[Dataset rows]
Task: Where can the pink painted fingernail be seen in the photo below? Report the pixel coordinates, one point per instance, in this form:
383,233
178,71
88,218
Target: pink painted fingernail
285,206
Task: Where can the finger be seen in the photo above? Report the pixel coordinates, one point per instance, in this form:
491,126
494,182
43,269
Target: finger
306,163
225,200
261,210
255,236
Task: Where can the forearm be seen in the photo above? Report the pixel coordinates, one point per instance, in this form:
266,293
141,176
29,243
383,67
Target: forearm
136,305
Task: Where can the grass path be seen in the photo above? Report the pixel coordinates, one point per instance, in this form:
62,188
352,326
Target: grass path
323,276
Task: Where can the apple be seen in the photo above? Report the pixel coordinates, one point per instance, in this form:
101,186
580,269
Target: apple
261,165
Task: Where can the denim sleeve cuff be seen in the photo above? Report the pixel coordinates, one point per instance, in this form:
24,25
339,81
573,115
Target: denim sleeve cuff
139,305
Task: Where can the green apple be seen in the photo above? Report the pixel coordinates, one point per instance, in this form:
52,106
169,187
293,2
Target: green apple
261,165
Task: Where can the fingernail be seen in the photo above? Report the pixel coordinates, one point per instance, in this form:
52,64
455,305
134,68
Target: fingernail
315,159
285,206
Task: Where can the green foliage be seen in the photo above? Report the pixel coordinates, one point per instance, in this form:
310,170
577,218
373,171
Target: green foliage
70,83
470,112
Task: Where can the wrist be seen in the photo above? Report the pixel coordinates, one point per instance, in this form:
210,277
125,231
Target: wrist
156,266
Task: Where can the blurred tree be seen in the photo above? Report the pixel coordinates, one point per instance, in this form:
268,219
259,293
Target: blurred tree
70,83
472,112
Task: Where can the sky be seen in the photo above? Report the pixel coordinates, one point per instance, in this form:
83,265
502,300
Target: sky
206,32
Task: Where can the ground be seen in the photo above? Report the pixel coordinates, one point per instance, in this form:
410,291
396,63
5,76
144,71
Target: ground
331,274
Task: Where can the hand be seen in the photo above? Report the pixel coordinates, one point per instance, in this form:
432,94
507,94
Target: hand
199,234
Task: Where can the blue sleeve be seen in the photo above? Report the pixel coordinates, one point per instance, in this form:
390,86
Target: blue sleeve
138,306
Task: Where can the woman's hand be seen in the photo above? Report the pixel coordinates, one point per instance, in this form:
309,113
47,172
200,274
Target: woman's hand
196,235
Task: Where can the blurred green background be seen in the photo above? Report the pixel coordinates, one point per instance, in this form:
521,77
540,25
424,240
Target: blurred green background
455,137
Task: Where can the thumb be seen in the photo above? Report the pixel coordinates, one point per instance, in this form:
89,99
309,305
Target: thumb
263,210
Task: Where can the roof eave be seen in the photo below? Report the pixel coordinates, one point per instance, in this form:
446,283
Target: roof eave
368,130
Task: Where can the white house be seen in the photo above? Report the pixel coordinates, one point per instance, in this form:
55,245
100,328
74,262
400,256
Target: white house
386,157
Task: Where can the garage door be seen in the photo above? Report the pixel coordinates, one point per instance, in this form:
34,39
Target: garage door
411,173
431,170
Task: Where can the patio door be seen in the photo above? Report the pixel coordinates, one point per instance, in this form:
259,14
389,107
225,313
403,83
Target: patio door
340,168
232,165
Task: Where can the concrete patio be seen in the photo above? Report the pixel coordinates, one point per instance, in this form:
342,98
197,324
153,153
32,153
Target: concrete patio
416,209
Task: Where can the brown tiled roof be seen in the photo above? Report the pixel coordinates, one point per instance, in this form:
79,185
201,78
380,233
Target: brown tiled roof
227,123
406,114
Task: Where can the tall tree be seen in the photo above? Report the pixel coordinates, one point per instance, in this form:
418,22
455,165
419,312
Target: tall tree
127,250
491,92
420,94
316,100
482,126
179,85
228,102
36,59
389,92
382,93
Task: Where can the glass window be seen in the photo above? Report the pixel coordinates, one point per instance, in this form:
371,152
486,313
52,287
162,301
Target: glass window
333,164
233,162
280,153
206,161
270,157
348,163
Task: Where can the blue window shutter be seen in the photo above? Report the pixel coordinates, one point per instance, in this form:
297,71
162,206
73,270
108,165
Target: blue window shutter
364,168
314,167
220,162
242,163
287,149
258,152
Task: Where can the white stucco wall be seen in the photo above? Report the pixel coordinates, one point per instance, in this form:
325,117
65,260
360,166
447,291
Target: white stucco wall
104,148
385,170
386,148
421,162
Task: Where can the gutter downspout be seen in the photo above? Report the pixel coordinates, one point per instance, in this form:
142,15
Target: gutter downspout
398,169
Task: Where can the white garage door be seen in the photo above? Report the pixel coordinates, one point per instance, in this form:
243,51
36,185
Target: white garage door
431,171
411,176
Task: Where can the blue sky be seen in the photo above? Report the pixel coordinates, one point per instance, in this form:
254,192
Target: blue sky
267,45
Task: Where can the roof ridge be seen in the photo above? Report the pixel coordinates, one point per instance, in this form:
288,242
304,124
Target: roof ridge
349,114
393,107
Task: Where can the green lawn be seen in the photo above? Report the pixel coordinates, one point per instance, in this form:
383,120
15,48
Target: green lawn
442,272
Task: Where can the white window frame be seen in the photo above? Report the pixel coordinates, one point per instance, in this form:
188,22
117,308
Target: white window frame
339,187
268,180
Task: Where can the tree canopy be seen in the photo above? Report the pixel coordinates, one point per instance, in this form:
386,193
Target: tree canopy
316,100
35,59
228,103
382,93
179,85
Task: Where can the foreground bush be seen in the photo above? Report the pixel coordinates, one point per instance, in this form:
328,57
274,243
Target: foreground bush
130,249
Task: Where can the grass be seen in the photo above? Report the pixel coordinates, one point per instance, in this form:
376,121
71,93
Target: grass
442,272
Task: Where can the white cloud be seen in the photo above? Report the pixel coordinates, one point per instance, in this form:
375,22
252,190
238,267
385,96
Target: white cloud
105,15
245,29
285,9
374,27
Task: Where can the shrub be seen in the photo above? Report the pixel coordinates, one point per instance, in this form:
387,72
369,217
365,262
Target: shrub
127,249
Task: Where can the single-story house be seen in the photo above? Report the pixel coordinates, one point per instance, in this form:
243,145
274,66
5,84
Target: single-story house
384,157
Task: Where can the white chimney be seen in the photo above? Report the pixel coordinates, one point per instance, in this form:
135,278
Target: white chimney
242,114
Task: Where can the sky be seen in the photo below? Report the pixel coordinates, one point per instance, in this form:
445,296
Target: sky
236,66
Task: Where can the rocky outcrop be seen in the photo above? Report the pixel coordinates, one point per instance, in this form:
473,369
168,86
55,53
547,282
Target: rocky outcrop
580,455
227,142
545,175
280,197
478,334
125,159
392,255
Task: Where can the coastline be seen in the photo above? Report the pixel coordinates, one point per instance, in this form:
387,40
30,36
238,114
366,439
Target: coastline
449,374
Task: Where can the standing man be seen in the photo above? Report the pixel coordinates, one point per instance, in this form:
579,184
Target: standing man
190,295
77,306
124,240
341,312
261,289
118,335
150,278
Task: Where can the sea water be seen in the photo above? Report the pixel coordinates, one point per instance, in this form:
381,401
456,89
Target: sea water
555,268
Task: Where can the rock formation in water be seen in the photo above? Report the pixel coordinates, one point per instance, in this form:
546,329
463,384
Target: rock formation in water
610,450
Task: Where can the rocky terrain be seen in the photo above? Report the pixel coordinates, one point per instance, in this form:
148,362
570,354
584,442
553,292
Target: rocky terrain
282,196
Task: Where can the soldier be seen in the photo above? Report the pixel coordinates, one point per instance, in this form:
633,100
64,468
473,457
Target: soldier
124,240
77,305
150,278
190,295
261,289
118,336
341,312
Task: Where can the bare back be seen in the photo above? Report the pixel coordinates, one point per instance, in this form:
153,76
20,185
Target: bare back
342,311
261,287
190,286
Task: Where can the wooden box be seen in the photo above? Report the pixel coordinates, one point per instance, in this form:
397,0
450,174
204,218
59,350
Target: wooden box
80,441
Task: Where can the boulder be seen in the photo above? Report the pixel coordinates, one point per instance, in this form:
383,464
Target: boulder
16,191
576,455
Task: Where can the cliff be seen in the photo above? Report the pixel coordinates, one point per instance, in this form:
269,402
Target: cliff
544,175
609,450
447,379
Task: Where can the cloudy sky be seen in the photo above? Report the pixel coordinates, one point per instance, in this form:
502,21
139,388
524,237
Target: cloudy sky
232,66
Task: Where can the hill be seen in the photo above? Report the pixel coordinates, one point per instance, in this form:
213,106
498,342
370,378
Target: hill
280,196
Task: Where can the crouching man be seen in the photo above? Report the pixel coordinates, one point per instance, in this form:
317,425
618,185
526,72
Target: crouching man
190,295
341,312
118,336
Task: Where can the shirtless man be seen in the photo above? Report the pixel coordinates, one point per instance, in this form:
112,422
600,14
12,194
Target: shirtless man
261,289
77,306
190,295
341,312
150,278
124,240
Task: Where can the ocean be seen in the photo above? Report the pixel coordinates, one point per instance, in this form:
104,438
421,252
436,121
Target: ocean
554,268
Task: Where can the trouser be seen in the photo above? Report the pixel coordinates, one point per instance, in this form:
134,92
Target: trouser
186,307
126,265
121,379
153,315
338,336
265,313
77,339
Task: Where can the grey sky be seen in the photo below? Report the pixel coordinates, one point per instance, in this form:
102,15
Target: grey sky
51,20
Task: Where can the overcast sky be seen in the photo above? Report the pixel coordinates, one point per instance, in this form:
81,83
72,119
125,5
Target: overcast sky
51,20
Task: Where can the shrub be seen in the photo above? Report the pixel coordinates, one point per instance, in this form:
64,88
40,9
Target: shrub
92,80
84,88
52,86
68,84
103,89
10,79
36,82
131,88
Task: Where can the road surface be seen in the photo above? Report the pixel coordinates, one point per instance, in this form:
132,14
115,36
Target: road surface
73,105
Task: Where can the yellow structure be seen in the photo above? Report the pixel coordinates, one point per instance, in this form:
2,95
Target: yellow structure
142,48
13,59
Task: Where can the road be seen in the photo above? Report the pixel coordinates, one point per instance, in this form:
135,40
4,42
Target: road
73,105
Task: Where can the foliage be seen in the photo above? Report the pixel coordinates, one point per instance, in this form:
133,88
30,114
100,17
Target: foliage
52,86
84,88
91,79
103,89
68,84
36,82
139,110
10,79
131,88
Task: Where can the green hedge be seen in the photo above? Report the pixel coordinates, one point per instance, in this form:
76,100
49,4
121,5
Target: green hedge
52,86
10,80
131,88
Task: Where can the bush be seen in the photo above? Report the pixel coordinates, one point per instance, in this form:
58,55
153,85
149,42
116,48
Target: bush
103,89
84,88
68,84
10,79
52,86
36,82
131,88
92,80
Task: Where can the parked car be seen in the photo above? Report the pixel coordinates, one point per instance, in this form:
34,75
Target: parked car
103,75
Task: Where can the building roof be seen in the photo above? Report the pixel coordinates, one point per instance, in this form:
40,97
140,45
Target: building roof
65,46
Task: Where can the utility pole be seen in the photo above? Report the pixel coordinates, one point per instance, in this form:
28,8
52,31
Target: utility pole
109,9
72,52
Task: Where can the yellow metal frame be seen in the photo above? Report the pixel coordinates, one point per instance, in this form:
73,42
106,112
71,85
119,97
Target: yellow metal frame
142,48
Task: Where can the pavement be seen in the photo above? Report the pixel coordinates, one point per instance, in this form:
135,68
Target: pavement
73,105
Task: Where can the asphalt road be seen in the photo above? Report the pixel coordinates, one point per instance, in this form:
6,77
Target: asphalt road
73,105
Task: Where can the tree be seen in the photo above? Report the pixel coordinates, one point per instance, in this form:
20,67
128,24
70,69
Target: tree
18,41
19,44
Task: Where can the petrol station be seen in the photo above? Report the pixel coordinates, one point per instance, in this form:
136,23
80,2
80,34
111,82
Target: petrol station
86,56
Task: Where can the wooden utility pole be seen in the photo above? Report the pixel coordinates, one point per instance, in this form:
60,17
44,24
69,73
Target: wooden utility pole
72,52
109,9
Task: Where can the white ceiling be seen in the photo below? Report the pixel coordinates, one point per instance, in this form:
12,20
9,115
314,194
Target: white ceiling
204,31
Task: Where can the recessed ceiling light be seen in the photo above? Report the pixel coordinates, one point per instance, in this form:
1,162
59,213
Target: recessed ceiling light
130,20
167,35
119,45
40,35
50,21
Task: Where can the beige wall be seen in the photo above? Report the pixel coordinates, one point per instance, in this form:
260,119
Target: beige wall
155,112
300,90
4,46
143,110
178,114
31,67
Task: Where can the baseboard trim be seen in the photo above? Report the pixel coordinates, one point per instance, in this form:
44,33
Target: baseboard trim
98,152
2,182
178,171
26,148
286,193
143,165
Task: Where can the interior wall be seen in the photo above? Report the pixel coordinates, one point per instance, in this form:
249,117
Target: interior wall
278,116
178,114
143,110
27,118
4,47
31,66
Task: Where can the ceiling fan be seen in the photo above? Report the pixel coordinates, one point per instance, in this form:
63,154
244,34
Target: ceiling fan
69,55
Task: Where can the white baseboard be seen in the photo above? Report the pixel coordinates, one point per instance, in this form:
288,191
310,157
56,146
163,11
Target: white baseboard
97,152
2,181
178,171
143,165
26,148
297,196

#### [Problem details]
Starting at the line that contains "Task: Where can the ceiling" and ending at the last of the items, reproduce those lines with "ceiling fan" swapped for "pendant light", leaving everything else unchanged.

#### [Solution to the problem]
Task: Where can the pendant light be seen in the photo above? Report the pixel coordinates, one point per instance, in this form:
63,154
244,34
Target: pendant light
69,55
Task: Where can the white baseboard be seen in the photo above? Report the pixel coordinates, one point per instance, in this form:
288,191
310,157
56,146
163,11
Target: white baseboard
97,152
2,181
178,171
143,165
26,148
297,196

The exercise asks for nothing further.